** EXERCISE PROMPT **
Find each line in the listing below that contains the word "bottle" and copy those lines out. Case counts, so only matches with the same capitalization qualify.

:: RECORD EXTRACTS

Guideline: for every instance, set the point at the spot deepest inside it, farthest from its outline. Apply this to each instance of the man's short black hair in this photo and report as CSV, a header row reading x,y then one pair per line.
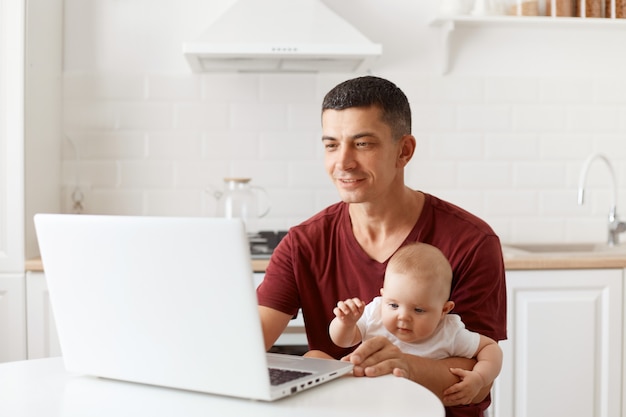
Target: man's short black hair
x,y
373,91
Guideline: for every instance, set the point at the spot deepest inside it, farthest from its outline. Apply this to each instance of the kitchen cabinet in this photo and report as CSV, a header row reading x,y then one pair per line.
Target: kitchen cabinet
x,y
12,301
563,355
31,44
43,341
12,318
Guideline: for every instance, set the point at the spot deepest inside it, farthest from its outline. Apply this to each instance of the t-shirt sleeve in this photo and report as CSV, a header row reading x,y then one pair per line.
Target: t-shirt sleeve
x,y
479,292
278,290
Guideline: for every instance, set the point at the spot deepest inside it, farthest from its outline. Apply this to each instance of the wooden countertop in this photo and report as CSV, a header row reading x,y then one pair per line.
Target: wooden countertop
x,y
514,259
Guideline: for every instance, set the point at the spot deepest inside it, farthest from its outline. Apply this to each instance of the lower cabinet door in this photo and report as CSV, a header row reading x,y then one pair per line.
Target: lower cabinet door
x,y
563,356
12,318
43,341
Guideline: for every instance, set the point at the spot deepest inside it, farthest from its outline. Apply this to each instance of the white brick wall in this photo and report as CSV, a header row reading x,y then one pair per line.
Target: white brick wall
x,y
500,139
508,148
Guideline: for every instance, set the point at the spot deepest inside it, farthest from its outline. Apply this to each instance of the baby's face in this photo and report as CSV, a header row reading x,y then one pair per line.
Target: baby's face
x,y
411,310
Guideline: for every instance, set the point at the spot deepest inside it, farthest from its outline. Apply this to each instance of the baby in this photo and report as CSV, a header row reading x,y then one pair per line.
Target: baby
x,y
412,312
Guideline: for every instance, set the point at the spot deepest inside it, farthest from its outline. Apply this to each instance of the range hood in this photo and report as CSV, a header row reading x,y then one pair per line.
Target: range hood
x,y
281,36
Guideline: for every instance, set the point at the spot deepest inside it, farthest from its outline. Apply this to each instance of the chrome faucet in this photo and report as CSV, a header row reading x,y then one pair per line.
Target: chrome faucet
x,y
615,226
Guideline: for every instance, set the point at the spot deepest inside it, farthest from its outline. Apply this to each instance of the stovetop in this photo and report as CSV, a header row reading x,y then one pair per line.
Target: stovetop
x,y
262,243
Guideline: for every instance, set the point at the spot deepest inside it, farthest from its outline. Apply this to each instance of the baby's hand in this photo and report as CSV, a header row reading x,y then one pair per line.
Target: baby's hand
x,y
350,310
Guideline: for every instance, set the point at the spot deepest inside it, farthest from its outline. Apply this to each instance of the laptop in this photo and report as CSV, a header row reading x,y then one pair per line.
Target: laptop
x,y
166,301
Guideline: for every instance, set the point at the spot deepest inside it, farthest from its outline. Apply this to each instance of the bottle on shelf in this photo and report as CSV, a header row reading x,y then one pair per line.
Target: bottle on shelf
x,y
561,8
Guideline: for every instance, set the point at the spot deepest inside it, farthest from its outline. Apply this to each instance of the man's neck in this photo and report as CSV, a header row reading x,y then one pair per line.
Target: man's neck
x,y
380,229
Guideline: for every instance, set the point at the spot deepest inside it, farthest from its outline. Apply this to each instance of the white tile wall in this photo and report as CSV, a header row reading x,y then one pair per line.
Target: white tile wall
x,y
507,146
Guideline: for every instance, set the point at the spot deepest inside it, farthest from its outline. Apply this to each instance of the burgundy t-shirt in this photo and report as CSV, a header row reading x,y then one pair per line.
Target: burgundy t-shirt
x,y
320,262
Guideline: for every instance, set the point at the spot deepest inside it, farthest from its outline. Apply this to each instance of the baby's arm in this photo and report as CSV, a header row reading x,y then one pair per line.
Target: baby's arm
x,y
487,368
343,329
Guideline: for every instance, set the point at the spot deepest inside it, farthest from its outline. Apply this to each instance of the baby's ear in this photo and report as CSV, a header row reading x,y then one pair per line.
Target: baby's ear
x,y
448,306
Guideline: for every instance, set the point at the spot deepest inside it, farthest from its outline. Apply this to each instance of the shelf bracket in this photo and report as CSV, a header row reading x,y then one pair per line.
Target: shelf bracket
x,y
447,28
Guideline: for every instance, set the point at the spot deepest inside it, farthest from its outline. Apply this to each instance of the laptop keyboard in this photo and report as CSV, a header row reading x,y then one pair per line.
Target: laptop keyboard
x,y
280,376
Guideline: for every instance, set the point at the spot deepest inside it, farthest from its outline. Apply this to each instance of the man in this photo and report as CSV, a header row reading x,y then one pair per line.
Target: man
x,y
342,251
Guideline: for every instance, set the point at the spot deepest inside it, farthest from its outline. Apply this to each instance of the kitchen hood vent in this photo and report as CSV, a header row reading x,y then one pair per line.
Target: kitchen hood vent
x,y
281,36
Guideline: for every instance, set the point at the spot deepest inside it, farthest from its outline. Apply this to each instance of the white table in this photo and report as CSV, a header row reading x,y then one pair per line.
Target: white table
x,y
42,388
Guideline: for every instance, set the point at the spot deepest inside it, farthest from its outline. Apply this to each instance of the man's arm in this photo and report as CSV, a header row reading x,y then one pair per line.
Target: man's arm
x,y
378,356
274,323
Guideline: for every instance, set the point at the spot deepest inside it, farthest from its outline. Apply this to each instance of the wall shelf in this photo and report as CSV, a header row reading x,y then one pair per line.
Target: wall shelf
x,y
449,23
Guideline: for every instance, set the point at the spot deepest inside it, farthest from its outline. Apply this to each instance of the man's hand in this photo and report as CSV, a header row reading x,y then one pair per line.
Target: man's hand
x,y
349,311
378,356
464,391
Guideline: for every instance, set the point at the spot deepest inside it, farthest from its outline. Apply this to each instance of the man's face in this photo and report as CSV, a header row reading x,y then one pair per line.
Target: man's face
x,y
361,157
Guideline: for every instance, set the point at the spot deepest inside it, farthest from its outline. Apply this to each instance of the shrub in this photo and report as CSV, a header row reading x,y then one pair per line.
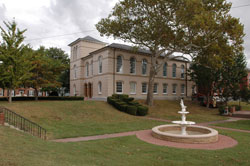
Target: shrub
x,y
122,97
134,103
132,110
115,96
142,110
69,98
237,107
123,107
129,99
222,109
109,99
126,104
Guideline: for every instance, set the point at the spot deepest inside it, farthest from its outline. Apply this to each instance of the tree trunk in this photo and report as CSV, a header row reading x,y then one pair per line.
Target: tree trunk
x,y
10,95
36,94
150,97
208,100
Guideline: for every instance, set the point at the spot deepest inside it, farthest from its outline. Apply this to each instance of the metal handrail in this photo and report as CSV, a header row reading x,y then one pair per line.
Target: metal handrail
x,y
23,124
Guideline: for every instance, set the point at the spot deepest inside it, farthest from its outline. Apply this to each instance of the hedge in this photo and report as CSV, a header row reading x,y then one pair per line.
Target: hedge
x,y
132,110
142,110
126,104
69,98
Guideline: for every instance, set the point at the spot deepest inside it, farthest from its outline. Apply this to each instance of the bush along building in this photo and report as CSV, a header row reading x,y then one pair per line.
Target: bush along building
x,y
98,70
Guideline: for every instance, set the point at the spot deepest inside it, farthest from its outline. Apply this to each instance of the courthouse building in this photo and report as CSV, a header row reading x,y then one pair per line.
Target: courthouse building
x,y
98,70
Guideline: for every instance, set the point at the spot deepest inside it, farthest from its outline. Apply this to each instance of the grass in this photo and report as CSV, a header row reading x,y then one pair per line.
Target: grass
x,y
169,110
20,149
64,119
241,124
244,105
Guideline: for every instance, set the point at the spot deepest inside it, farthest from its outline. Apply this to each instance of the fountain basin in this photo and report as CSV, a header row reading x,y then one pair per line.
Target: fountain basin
x,y
195,134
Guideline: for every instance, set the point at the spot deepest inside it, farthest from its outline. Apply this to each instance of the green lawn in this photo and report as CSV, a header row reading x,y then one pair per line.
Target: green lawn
x,y
64,119
241,124
20,149
169,110
244,106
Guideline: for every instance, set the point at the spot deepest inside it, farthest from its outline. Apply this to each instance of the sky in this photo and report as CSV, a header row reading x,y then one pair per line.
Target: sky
x,y
56,23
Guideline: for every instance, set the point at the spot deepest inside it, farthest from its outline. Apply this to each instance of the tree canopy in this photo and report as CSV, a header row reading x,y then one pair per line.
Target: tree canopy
x,y
165,27
15,67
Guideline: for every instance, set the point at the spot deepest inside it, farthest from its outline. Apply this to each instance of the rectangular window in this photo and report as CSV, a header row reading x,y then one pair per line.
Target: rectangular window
x,y
193,89
13,93
144,88
155,90
182,89
21,92
174,88
132,88
119,87
40,93
165,88
31,93
99,88
87,70
182,75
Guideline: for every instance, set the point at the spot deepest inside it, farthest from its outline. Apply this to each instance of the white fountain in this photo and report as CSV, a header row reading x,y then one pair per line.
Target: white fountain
x,y
183,123
185,131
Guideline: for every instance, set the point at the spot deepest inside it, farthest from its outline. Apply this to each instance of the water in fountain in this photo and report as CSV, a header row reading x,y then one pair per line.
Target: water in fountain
x,y
185,131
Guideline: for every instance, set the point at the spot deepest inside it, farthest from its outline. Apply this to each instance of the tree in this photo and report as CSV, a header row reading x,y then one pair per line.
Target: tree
x,y
232,76
167,26
16,66
46,70
60,56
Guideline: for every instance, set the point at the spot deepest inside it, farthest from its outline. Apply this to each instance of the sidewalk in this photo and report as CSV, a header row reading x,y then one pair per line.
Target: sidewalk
x,y
105,136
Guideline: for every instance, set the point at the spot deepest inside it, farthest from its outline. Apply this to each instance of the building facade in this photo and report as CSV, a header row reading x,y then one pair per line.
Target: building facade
x,y
98,70
21,92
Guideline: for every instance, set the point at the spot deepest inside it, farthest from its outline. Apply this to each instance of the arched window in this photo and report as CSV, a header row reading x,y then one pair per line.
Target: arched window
x,y
182,71
100,64
165,69
99,87
174,70
132,65
119,64
75,71
144,66
87,69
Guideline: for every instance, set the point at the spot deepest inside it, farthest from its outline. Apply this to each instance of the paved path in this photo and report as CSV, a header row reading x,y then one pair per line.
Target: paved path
x,y
105,136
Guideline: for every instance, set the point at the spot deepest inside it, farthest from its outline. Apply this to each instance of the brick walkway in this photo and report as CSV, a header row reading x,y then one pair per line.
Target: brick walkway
x,y
105,136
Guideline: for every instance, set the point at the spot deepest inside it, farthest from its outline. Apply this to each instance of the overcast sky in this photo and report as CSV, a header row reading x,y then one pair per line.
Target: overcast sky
x,y
56,23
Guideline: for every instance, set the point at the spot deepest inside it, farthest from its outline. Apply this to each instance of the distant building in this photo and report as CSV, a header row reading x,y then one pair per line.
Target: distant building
x,y
21,92
98,70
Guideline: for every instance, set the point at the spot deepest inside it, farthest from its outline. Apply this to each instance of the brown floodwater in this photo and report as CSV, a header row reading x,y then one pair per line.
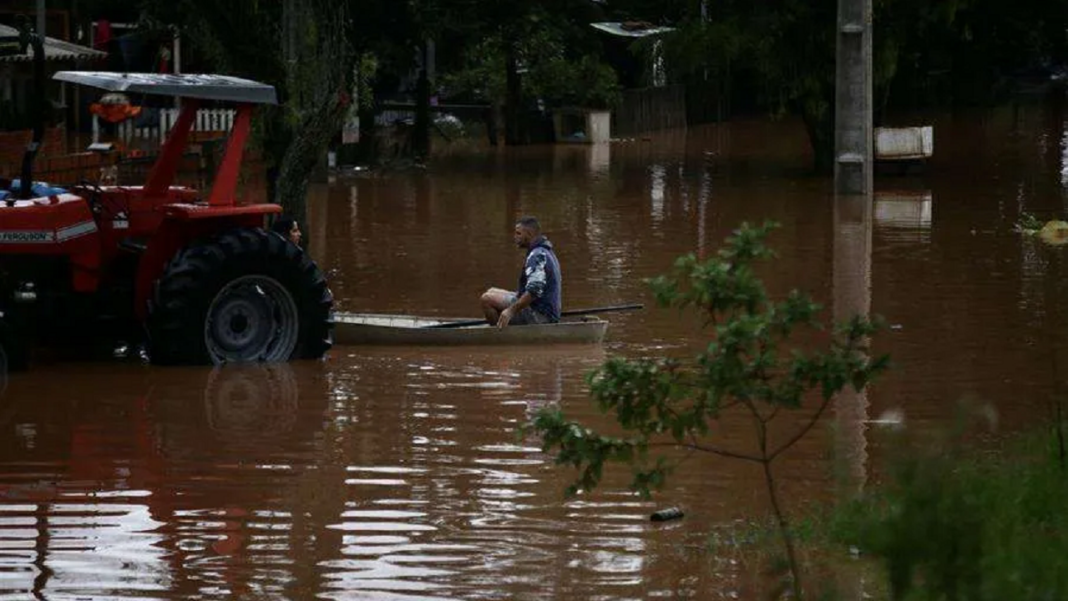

::::

** CORRECT OUTPUT **
Guideline: for every instance, set the point at the spot deepest inside it, farthest from its outline. Apply this to each instance of the bottle on shelf in this photo and report as CSV, a header row reading x,y then one pair per line.
Target: bottle on shelf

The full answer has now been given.